▸ **Aim of the task**: Rewrite the lines from the one containing "the bird's tail" through the one containing "giraffe mane, the", with "thickest part" swapped for "widest part" and everything else left unchanged.

(Pointing dataset excerpts)
====
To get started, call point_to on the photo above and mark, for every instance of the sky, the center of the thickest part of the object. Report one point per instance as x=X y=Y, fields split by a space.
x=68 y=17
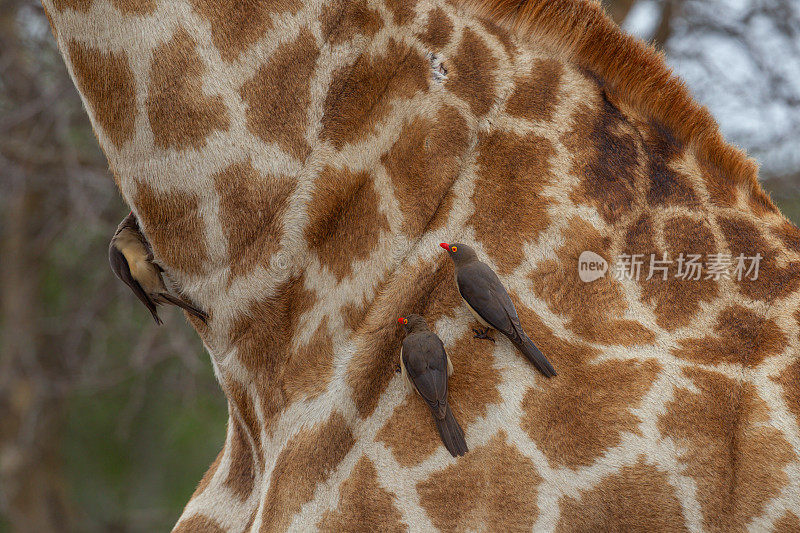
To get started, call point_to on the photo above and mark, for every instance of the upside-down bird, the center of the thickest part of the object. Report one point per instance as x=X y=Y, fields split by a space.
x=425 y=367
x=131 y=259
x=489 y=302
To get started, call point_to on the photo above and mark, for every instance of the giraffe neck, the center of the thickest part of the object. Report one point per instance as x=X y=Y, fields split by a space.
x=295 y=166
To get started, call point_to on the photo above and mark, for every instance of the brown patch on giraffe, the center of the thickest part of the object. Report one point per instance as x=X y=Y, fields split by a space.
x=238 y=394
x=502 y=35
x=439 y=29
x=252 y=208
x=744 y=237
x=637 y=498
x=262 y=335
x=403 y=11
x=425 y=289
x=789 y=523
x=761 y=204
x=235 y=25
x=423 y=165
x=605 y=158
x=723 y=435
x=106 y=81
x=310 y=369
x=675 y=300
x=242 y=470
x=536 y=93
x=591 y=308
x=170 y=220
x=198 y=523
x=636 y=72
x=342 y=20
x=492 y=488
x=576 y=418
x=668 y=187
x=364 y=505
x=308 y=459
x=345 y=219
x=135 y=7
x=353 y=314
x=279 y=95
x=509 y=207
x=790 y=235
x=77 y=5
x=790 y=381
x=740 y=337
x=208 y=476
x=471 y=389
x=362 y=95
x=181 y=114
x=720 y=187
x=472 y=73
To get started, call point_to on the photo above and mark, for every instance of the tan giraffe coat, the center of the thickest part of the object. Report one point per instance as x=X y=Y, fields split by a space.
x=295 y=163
====
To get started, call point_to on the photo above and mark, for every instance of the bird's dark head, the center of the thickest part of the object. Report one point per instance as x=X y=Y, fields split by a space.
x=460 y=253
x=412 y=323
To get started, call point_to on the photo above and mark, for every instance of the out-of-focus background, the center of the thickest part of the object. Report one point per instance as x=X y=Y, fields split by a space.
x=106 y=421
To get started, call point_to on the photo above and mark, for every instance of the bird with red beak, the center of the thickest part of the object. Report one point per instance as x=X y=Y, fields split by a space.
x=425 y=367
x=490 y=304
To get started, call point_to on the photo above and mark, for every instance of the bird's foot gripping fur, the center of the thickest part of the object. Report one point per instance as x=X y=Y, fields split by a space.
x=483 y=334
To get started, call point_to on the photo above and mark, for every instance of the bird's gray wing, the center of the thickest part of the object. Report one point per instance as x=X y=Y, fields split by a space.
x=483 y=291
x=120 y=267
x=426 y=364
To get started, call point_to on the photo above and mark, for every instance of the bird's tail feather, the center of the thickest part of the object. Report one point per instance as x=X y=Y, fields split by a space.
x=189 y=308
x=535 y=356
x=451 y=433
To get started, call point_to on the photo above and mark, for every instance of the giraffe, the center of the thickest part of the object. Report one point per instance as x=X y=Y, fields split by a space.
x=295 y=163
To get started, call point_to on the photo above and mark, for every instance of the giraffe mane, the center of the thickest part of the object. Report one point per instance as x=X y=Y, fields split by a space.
====
▸ **Answer for this exercise**:
To get started, call point_to on the photo above and mark, for every instance of the bird's tail feather, the center of the widest part of the object. Report one point per instance as x=X y=Y, fields split by a space.
x=189 y=308
x=535 y=356
x=451 y=433
To get started, call point_to on the photo above and mark, for every instance of the giraffe, the center of the widest part of the object. Report one point per instance as x=X y=Y, fields split by a space.
x=295 y=163
To get started, call point_to on the photo above and mark, for every instance of the giraffe mane, the center of the widest part of the object. Report one point per instance as x=X y=Y, fields split by a space.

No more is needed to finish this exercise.